What is required =
Convert the records below into a numbered list with one line per item, and leave out any blank lines.

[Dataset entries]
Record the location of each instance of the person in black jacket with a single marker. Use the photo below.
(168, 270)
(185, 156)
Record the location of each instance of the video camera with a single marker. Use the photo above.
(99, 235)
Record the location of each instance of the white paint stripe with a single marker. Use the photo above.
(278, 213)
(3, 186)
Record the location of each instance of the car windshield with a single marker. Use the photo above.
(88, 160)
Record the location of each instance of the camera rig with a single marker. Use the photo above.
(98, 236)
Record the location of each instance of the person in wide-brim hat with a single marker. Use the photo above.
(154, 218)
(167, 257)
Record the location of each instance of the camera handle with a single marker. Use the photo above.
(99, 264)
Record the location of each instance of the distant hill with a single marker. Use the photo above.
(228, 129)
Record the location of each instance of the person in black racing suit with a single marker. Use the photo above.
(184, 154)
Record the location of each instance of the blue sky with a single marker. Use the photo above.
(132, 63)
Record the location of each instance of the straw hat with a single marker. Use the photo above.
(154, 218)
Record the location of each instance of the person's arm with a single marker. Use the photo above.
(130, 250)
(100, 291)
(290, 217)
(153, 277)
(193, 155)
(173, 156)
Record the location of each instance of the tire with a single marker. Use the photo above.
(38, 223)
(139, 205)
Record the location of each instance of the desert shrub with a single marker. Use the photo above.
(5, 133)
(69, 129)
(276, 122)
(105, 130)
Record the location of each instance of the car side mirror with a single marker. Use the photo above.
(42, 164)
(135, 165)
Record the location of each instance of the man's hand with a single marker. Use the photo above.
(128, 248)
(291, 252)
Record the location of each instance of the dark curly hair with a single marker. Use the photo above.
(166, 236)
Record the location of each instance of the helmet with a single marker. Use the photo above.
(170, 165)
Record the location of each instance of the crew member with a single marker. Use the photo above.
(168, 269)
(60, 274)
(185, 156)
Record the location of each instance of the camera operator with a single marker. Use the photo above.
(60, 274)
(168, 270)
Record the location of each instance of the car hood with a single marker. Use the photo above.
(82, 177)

Answer below =
1. Record the location of each instance of the person in black jacket with a single marker. Use the photo below.
2. (168, 270)
3. (185, 156)
4. Record the location of each instance of the video camera with a single marker. Use the photo above.
5. (99, 235)
6. Record the location of each instance of the white paint stripe with a single marker. Use the photo above.
7. (278, 213)
8. (3, 186)
9. Record the location of each instance of the car windshield with a single marker. Use the photo above.
10. (88, 160)
11. Record the location of each instance of the camera rig with a single marker. Use the photo above.
12. (98, 236)
13. Record the location of each instance of the person in wide-brim hat with a single marker. Use the photo above.
14. (154, 218)
15. (167, 257)
16. Record the location of each instance of the camera handle with a single marker. Use the photo above.
17. (99, 264)
18. Record the location of each instance of the distant hill with a single marker. Use the photo above.
19. (228, 129)
20. Record the location of each instance of the person in black racing suit with a single marker. Use the photo above.
21. (184, 154)
22. Record the location of each instance of the blue sky with a single marker. Use the photo above.
23. (132, 63)
24. Record the location of each instance of the straw hat with a single marker. Use the photo above.
25. (154, 218)
26. Record the location of each instance of the person's arm with a single marker. Use the photo above.
27. (130, 250)
28. (100, 291)
29. (290, 217)
30. (153, 277)
31. (193, 155)
32. (173, 156)
33. Record the location of each instance of the tire with a single marker. Use the photo above.
34. (38, 223)
35. (139, 205)
36. Record the location of each instance of the desert shrub with a single marker. Use the photo above.
37. (5, 133)
38. (69, 129)
39. (276, 122)
40. (105, 130)
41. Record the location of each instance of the car side mirror with a single marker. Use the photo above.
42. (42, 164)
43. (135, 165)
44. Record the location of each instance of the man's hand with a single marker. Use the photo above.
45. (128, 248)
46. (291, 252)
47. Record the location of each instance of the dark curly hair with a single marker. Use the photo above.
48. (166, 236)
49. Record the location of each instance of the helmet with a single marker. Use the photo above.
50. (170, 165)
51. Record the location of each instance of the crew member with a single marker. Use the photo above.
52. (168, 269)
53. (60, 274)
54. (185, 156)
55. Record the location of each instance of the camera operator with a single marker. Use the photo above.
56. (60, 274)
57. (168, 270)
58. Record the location of each instance of the car hood with a single marker. Use the photo above.
59. (82, 177)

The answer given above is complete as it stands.